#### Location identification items
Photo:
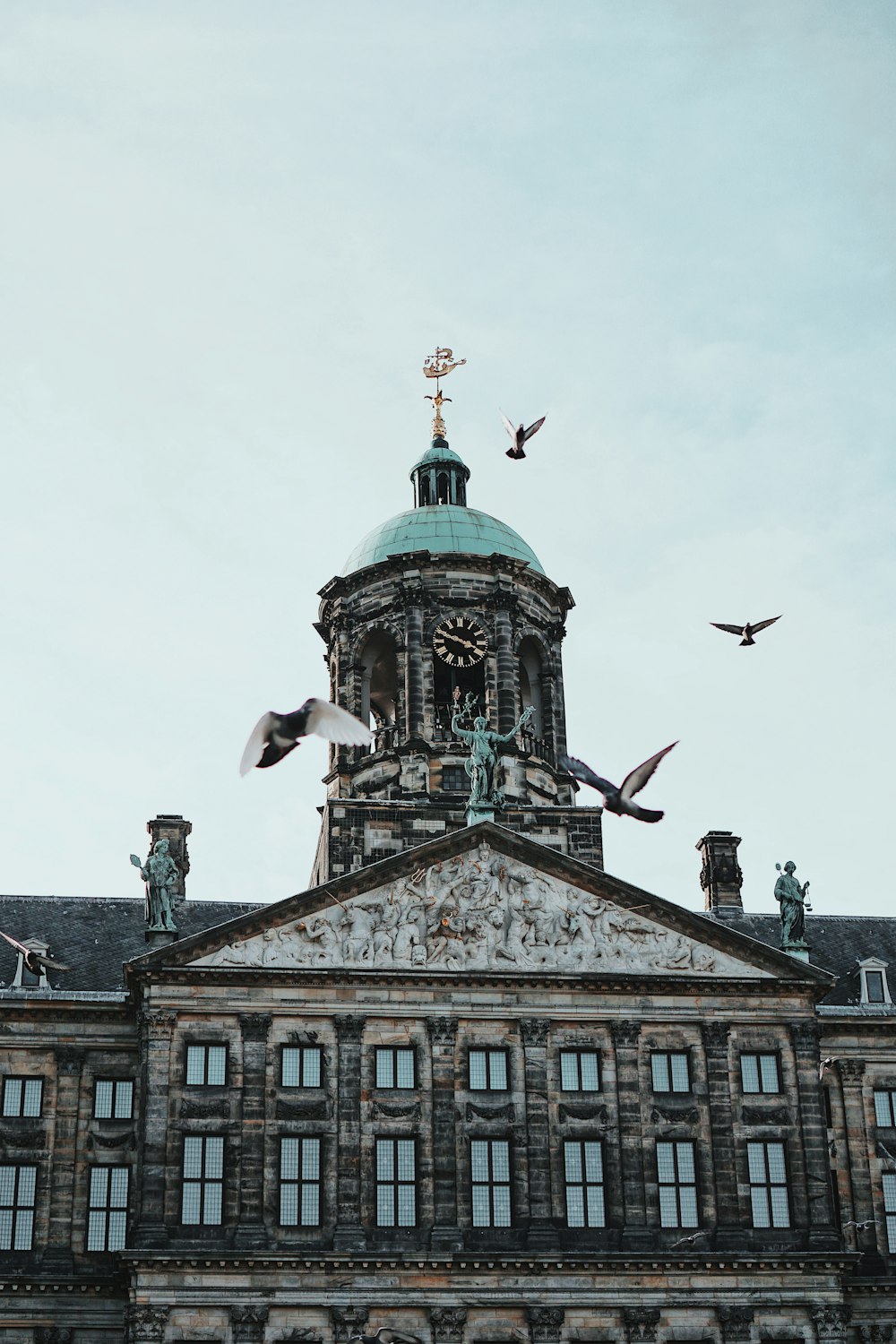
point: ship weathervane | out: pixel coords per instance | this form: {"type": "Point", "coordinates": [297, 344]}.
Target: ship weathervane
{"type": "Point", "coordinates": [438, 366]}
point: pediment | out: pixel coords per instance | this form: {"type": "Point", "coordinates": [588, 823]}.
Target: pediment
{"type": "Point", "coordinates": [482, 909]}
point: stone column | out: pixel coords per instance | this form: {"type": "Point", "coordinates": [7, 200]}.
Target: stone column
{"type": "Point", "coordinates": [625, 1038]}
{"type": "Point", "coordinates": [250, 1230]}
{"type": "Point", "coordinates": [715, 1043]}
{"type": "Point", "coordinates": [446, 1236]}
{"type": "Point", "coordinates": [349, 1234]}
{"type": "Point", "coordinates": [535, 1045]}
{"type": "Point", "coordinates": [823, 1234]}
{"type": "Point", "coordinates": [249, 1322]}
{"type": "Point", "coordinates": [156, 1035]}
{"type": "Point", "coordinates": [62, 1175]}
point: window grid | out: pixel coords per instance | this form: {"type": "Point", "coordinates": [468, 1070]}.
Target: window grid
{"type": "Point", "coordinates": [300, 1182]}
{"type": "Point", "coordinates": [490, 1182]}
{"type": "Point", "coordinates": [203, 1190]}
{"type": "Point", "coordinates": [395, 1183]}
{"type": "Point", "coordinates": [670, 1070]}
{"type": "Point", "coordinates": [769, 1185]}
{"type": "Point", "coordinates": [301, 1066]}
{"type": "Point", "coordinates": [759, 1074]}
{"type": "Point", "coordinates": [395, 1067]}
{"type": "Point", "coordinates": [206, 1066]}
{"type": "Point", "coordinates": [579, 1070]}
{"type": "Point", "coordinates": [22, 1096]}
{"type": "Point", "coordinates": [487, 1070]}
{"type": "Point", "coordinates": [108, 1209]}
{"type": "Point", "coordinates": [113, 1098]}
{"type": "Point", "coordinates": [677, 1176]}
{"type": "Point", "coordinates": [16, 1207]}
{"type": "Point", "coordinates": [583, 1169]}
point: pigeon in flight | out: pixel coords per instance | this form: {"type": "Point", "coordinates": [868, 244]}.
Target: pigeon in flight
{"type": "Point", "coordinates": [276, 734]}
{"type": "Point", "coordinates": [34, 960]}
{"type": "Point", "coordinates": [619, 800]}
{"type": "Point", "coordinates": [747, 631]}
{"type": "Point", "coordinates": [519, 435]}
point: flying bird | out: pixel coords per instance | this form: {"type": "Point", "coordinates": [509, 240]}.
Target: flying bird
{"type": "Point", "coordinates": [277, 734]}
{"type": "Point", "coordinates": [519, 435]}
{"type": "Point", "coordinates": [619, 798]}
{"type": "Point", "coordinates": [747, 631]}
{"type": "Point", "coordinates": [34, 960]}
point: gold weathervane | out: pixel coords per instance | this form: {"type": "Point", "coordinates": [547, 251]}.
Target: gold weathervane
{"type": "Point", "coordinates": [440, 366]}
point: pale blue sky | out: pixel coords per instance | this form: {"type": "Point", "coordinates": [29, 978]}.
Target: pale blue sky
{"type": "Point", "coordinates": [231, 233]}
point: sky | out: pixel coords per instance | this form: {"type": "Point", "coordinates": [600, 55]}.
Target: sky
{"type": "Point", "coordinates": [231, 234]}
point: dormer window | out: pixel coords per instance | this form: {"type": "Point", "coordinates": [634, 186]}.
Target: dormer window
{"type": "Point", "coordinates": [874, 981]}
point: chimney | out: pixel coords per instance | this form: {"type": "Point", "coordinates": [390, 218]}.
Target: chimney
{"type": "Point", "coordinates": [174, 828]}
{"type": "Point", "coordinates": [720, 876]}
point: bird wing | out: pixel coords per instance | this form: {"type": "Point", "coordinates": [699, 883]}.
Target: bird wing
{"type": "Point", "coordinates": [635, 781]}
{"type": "Point", "coordinates": [335, 723]}
{"type": "Point", "coordinates": [533, 429]}
{"type": "Point", "coordinates": [579, 771]}
{"type": "Point", "coordinates": [258, 739]}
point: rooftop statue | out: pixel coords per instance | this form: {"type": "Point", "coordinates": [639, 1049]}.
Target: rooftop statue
{"type": "Point", "coordinates": [160, 873]}
{"type": "Point", "coordinates": [794, 905]}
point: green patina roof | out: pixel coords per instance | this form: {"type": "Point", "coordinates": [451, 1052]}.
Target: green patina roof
{"type": "Point", "coordinates": [441, 529]}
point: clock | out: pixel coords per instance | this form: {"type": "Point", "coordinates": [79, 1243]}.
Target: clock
{"type": "Point", "coordinates": [460, 642]}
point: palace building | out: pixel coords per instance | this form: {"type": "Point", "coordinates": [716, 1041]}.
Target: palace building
{"type": "Point", "coordinates": [466, 1086]}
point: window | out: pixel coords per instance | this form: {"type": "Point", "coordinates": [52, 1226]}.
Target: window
{"type": "Point", "coordinates": [22, 1096]}
{"type": "Point", "coordinates": [677, 1177]}
{"type": "Point", "coordinates": [579, 1070]}
{"type": "Point", "coordinates": [300, 1066]}
{"type": "Point", "coordinates": [769, 1185]}
{"type": "Point", "coordinates": [206, 1066]}
{"type": "Point", "coordinates": [108, 1210]}
{"type": "Point", "coordinates": [300, 1182]}
{"type": "Point", "coordinates": [490, 1179]}
{"type": "Point", "coordinates": [394, 1066]}
{"type": "Point", "coordinates": [395, 1182]}
{"type": "Point", "coordinates": [670, 1072]}
{"type": "Point", "coordinates": [113, 1098]}
{"type": "Point", "coordinates": [583, 1167]}
{"type": "Point", "coordinates": [203, 1190]}
{"type": "Point", "coordinates": [759, 1073]}
{"type": "Point", "coordinates": [884, 1109]}
{"type": "Point", "coordinates": [16, 1207]}
{"type": "Point", "coordinates": [487, 1070]}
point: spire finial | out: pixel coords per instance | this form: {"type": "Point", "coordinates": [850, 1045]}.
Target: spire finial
{"type": "Point", "coordinates": [440, 366]}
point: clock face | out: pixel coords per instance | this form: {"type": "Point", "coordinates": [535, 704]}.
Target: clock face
{"type": "Point", "coordinates": [460, 642]}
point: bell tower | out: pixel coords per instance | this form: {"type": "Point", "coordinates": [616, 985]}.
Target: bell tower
{"type": "Point", "coordinates": [437, 607]}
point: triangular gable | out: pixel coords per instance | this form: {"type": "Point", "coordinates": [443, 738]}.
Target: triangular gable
{"type": "Point", "coordinates": [487, 900]}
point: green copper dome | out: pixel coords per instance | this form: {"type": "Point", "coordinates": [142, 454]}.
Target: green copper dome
{"type": "Point", "coordinates": [441, 529]}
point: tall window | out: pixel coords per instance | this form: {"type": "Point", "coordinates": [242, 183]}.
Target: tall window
{"type": "Point", "coordinates": [22, 1096]}
{"type": "Point", "coordinates": [677, 1177]}
{"type": "Point", "coordinates": [16, 1207]}
{"type": "Point", "coordinates": [202, 1201]}
{"type": "Point", "coordinates": [579, 1070]}
{"type": "Point", "coordinates": [670, 1070]}
{"type": "Point", "coordinates": [769, 1185]}
{"type": "Point", "coordinates": [583, 1169]}
{"type": "Point", "coordinates": [759, 1073]}
{"type": "Point", "coordinates": [206, 1066]}
{"type": "Point", "coordinates": [395, 1183]}
{"type": "Point", "coordinates": [108, 1209]}
{"type": "Point", "coordinates": [113, 1098]}
{"type": "Point", "coordinates": [300, 1182]}
{"type": "Point", "coordinates": [394, 1066]}
{"type": "Point", "coordinates": [490, 1176]}
{"type": "Point", "coordinates": [300, 1066]}
{"type": "Point", "coordinates": [487, 1070]}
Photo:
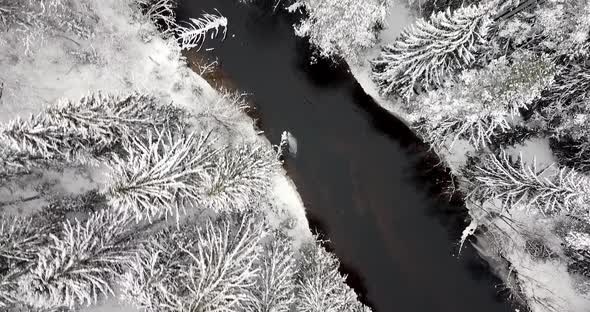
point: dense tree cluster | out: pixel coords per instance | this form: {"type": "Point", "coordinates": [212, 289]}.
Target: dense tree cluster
{"type": "Point", "coordinates": [340, 28]}
{"type": "Point", "coordinates": [491, 75]}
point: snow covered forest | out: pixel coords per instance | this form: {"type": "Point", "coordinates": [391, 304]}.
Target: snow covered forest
{"type": "Point", "coordinates": [126, 178]}
{"type": "Point", "coordinates": [499, 88]}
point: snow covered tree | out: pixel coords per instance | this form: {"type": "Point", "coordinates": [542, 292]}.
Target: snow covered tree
{"type": "Point", "coordinates": [95, 126]}
{"type": "Point", "coordinates": [160, 12]}
{"type": "Point", "coordinates": [34, 21]}
{"type": "Point", "coordinates": [559, 27]}
{"type": "Point", "coordinates": [197, 269]}
{"type": "Point", "coordinates": [193, 33]}
{"type": "Point", "coordinates": [173, 172]}
{"type": "Point", "coordinates": [428, 7]}
{"type": "Point", "coordinates": [429, 51]}
{"type": "Point", "coordinates": [161, 176]}
{"type": "Point", "coordinates": [341, 28]}
{"type": "Point", "coordinates": [80, 264]}
{"type": "Point", "coordinates": [20, 241]}
{"type": "Point", "coordinates": [514, 183]}
{"type": "Point", "coordinates": [321, 287]}
{"type": "Point", "coordinates": [241, 175]}
{"type": "Point", "coordinates": [14, 164]}
{"type": "Point", "coordinates": [482, 102]}
{"type": "Point", "coordinates": [275, 283]}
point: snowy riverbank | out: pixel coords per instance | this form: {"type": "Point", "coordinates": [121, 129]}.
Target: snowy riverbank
{"type": "Point", "coordinates": [543, 285]}
{"type": "Point", "coordinates": [117, 50]}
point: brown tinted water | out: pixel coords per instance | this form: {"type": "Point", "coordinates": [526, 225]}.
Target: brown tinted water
{"type": "Point", "coordinates": [368, 182]}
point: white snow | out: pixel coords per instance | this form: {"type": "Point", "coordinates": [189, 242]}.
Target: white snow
{"type": "Point", "coordinates": [127, 55]}
{"type": "Point", "coordinates": [546, 284]}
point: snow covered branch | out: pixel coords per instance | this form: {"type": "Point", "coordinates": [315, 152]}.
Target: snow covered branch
{"type": "Point", "coordinates": [160, 12]}
{"type": "Point", "coordinates": [515, 183]}
{"type": "Point", "coordinates": [162, 175]}
{"type": "Point", "coordinates": [275, 283]}
{"type": "Point", "coordinates": [173, 172]}
{"type": "Point", "coordinates": [194, 33]}
{"type": "Point", "coordinates": [206, 269]}
{"type": "Point", "coordinates": [80, 263]}
{"type": "Point", "coordinates": [482, 102]}
{"type": "Point", "coordinates": [321, 288]}
{"type": "Point", "coordinates": [427, 52]}
{"type": "Point", "coordinates": [241, 176]}
{"type": "Point", "coordinates": [95, 126]}
{"type": "Point", "coordinates": [340, 28]}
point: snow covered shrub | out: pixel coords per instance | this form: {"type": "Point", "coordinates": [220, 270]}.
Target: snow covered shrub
{"type": "Point", "coordinates": [14, 164]}
{"type": "Point", "coordinates": [559, 27]}
{"type": "Point", "coordinates": [35, 20]}
{"type": "Point", "coordinates": [321, 288]}
{"type": "Point", "coordinates": [241, 175]}
{"type": "Point", "coordinates": [341, 28]}
{"type": "Point", "coordinates": [513, 183]}
{"type": "Point", "coordinates": [429, 51]}
{"type": "Point", "coordinates": [193, 33]}
{"type": "Point", "coordinates": [80, 263]}
{"type": "Point", "coordinates": [95, 126]}
{"type": "Point", "coordinates": [577, 246]}
{"type": "Point", "coordinates": [209, 268]}
{"type": "Point", "coordinates": [483, 102]}
{"type": "Point", "coordinates": [275, 282]}
{"type": "Point", "coordinates": [161, 175]}
{"type": "Point", "coordinates": [160, 12]}
{"type": "Point", "coordinates": [60, 207]}
{"type": "Point", "coordinates": [165, 175]}
{"type": "Point", "coordinates": [20, 242]}
{"type": "Point", "coordinates": [428, 7]}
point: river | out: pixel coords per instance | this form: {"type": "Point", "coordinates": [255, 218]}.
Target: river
{"type": "Point", "coordinates": [368, 182]}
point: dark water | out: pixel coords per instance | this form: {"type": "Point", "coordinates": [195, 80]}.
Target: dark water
{"type": "Point", "coordinates": [366, 180]}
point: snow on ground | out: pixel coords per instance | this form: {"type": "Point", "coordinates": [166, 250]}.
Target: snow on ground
{"type": "Point", "coordinates": [546, 284]}
{"type": "Point", "coordinates": [125, 54]}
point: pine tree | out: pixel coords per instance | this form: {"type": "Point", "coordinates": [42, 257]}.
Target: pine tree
{"type": "Point", "coordinates": [20, 241]}
{"type": "Point", "coordinates": [514, 183]}
{"type": "Point", "coordinates": [340, 28]}
{"type": "Point", "coordinates": [96, 125]}
{"type": "Point", "coordinates": [321, 287]}
{"type": "Point", "coordinates": [15, 164]}
{"type": "Point", "coordinates": [428, 52]}
{"type": "Point", "coordinates": [241, 175]}
{"type": "Point", "coordinates": [80, 264]}
{"type": "Point", "coordinates": [160, 12]}
{"type": "Point", "coordinates": [162, 176]}
{"type": "Point", "coordinates": [194, 33]}
{"type": "Point", "coordinates": [275, 283]}
{"type": "Point", "coordinates": [483, 102]}
{"type": "Point", "coordinates": [197, 269]}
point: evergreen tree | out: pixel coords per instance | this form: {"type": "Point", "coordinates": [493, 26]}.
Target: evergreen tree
{"type": "Point", "coordinates": [241, 175]}
{"type": "Point", "coordinates": [427, 52]}
{"type": "Point", "coordinates": [80, 263]}
{"type": "Point", "coordinates": [340, 28]}
{"type": "Point", "coordinates": [483, 102]}
{"type": "Point", "coordinates": [20, 241]}
{"type": "Point", "coordinates": [321, 287]}
{"type": "Point", "coordinates": [275, 283]}
{"type": "Point", "coordinates": [197, 269]}
{"type": "Point", "coordinates": [162, 176]}
{"type": "Point", "coordinates": [96, 125]}
{"type": "Point", "coordinates": [193, 34]}
{"type": "Point", "coordinates": [514, 183]}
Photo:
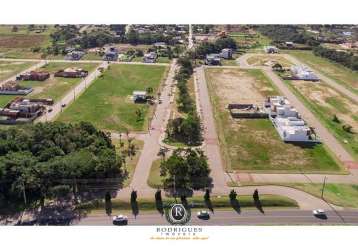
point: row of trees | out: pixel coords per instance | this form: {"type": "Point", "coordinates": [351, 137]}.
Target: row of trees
{"type": "Point", "coordinates": [188, 129]}
{"type": "Point", "coordinates": [185, 169]}
{"type": "Point", "coordinates": [208, 47]}
{"type": "Point", "coordinates": [345, 58]}
{"type": "Point", "coordinates": [46, 160]}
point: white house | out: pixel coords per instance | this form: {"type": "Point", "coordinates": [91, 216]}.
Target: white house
{"type": "Point", "coordinates": [303, 73]}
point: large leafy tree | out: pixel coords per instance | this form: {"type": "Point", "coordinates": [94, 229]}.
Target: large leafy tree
{"type": "Point", "coordinates": [186, 169]}
{"type": "Point", "coordinates": [44, 160]}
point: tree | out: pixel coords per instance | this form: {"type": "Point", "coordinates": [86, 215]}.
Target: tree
{"type": "Point", "coordinates": [188, 168]}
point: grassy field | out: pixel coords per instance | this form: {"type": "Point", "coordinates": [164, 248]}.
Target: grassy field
{"type": "Point", "coordinates": [253, 144]}
{"type": "Point", "coordinates": [154, 179]}
{"type": "Point", "coordinates": [245, 201]}
{"type": "Point", "coordinates": [9, 69]}
{"type": "Point", "coordinates": [130, 161]}
{"type": "Point", "coordinates": [261, 60]}
{"type": "Point", "coordinates": [56, 87]}
{"type": "Point", "coordinates": [337, 72]}
{"type": "Point", "coordinates": [107, 102]}
{"type": "Point", "coordinates": [320, 100]}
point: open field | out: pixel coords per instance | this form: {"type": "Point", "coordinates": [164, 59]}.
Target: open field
{"type": "Point", "coordinates": [268, 60]}
{"type": "Point", "coordinates": [253, 144]}
{"type": "Point", "coordinates": [130, 161]}
{"type": "Point", "coordinates": [107, 102]}
{"type": "Point", "coordinates": [337, 72]}
{"type": "Point", "coordinates": [9, 69]}
{"type": "Point", "coordinates": [325, 102]}
{"type": "Point", "coordinates": [56, 87]}
{"type": "Point", "coordinates": [245, 201]}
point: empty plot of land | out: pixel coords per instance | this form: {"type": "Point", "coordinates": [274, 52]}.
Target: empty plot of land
{"type": "Point", "coordinates": [56, 87]}
{"type": "Point", "coordinates": [253, 144]}
{"type": "Point", "coordinates": [8, 69]}
{"type": "Point", "coordinates": [335, 71]}
{"type": "Point", "coordinates": [326, 102]}
{"type": "Point", "coordinates": [268, 60]}
{"type": "Point", "coordinates": [108, 103]}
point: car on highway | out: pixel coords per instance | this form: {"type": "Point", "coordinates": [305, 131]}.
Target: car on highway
{"type": "Point", "coordinates": [320, 213]}
{"type": "Point", "coordinates": [120, 220]}
{"type": "Point", "coordinates": [203, 215]}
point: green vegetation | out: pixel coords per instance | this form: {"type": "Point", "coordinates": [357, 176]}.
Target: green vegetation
{"type": "Point", "coordinates": [9, 69]}
{"type": "Point", "coordinates": [56, 87]}
{"type": "Point", "coordinates": [336, 71]}
{"type": "Point", "coordinates": [107, 102]}
{"type": "Point", "coordinates": [129, 151]}
{"type": "Point", "coordinates": [245, 201]}
{"type": "Point", "coordinates": [253, 144]}
{"type": "Point", "coordinates": [185, 169]}
{"type": "Point", "coordinates": [348, 139]}
{"type": "Point", "coordinates": [50, 160]}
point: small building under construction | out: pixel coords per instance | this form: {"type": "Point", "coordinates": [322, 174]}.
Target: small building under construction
{"type": "Point", "coordinates": [71, 73]}
{"type": "Point", "coordinates": [34, 76]}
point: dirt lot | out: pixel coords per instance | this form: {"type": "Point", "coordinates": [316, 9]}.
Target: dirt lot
{"type": "Point", "coordinates": [253, 144]}
{"type": "Point", "coordinates": [21, 41]}
{"type": "Point", "coordinates": [268, 60]}
{"type": "Point", "coordinates": [331, 101]}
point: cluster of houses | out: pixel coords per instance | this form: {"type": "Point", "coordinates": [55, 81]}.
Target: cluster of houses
{"type": "Point", "coordinates": [215, 59]}
{"type": "Point", "coordinates": [299, 72]}
{"type": "Point", "coordinates": [23, 110]}
{"type": "Point", "coordinates": [287, 121]}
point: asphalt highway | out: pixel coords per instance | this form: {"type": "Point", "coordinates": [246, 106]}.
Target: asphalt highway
{"type": "Point", "coordinates": [229, 218]}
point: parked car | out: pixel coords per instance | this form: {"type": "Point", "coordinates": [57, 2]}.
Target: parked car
{"type": "Point", "coordinates": [320, 213]}
{"type": "Point", "coordinates": [203, 215]}
{"type": "Point", "coordinates": [120, 220]}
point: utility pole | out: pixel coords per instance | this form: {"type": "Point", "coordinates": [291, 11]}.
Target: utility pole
{"type": "Point", "coordinates": [324, 185]}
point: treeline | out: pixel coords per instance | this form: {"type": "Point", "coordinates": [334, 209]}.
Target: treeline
{"type": "Point", "coordinates": [347, 59]}
{"type": "Point", "coordinates": [214, 47]}
{"type": "Point", "coordinates": [286, 33]}
{"type": "Point", "coordinates": [52, 160]}
{"type": "Point", "coordinates": [186, 130]}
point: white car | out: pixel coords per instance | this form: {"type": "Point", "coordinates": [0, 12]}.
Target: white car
{"type": "Point", "coordinates": [120, 220]}
{"type": "Point", "coordinates": [204, 215]}
{"type": "Point", "coordinates": [319, 212]}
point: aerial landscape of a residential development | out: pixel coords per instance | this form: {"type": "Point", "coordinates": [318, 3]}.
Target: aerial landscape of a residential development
{"type": "Point", "coordinates": [119, 124]}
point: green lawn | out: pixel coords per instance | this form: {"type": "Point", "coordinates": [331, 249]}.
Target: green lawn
{"type": "Point", "coordinates": [325, 114]}
{"type": "Point", "coordinates": [130, 161]}
{"type": "Point", "coordinates": [154, 179]}
{"type": "Point", "coordinates": [253, 145]}
{"type": "Point", "coordinates": [223, 202]}
{"type": "Point", "coordinates": [107, 102]}
{"type": "Point", "coordinates": [56, 87]}
{"type": "Point", "coordinates": [337, 72]}
{"type": "Point", "coordinates": [9, 69]}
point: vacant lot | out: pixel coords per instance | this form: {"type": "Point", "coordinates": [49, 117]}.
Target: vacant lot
{"type": "Point", "coordinates": [337, 72]}
{"type": "Point", "coordinates": [56, 87]}
{"type": "Point", "coordinates": [9, 69]}
{"type": "Point", "coordinates": [108, 101]}
{"type": "Point", "coordinates": [253, 144]}
{"type": "Point", "coordinates": [268, 60]}
{"type": "Point", "coordinates": [326, 102]}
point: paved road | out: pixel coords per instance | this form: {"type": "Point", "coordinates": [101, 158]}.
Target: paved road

#### Task requirements
In the listing above, find the line containing "point: vacant lot" and please quote exactly that line through the last one, and no other lines.

#### Task result
point: vacant lot | out: pixel coords per instance | this form: {"type": "Point", "coordinates": [49, 117]}.
Target: vacant lot
{"type": "Point", "coordinates": [337, 72]}
{"type": "Point", "coordinates": [56, 87]}
{"type": "Point", "coordinates": [9, 69]}
{"type": "Point", "coordinates": [108, 101]}
{"type": "Point", "coordinates": [253, 144]}
{"type": "Point", "coordinates": [268, 60]}
{"type": "Point", "coordinates": [326, 102]}
point: paved road | out: pixel coords per instance | this form: {"type": "Point", "coordinates": [101, 158]}.
Target: paved road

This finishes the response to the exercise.